DATASET CONTENT:
>> begin

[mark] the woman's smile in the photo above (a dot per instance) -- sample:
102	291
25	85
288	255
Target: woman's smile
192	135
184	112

>> end

REQUIREMENT: Format the rows above as a JSON list of strings, one string per line, with blank lines omitted.

COMPLETE RESPONSE:
[
  "[mark] the woman's smile in the photo above (a dot per instance) -- sample:",
  "102\t291",
  "25\t85",
  "288\t255",
  "Target: woman's smile",
  "192\t135",
  "184\t112"
]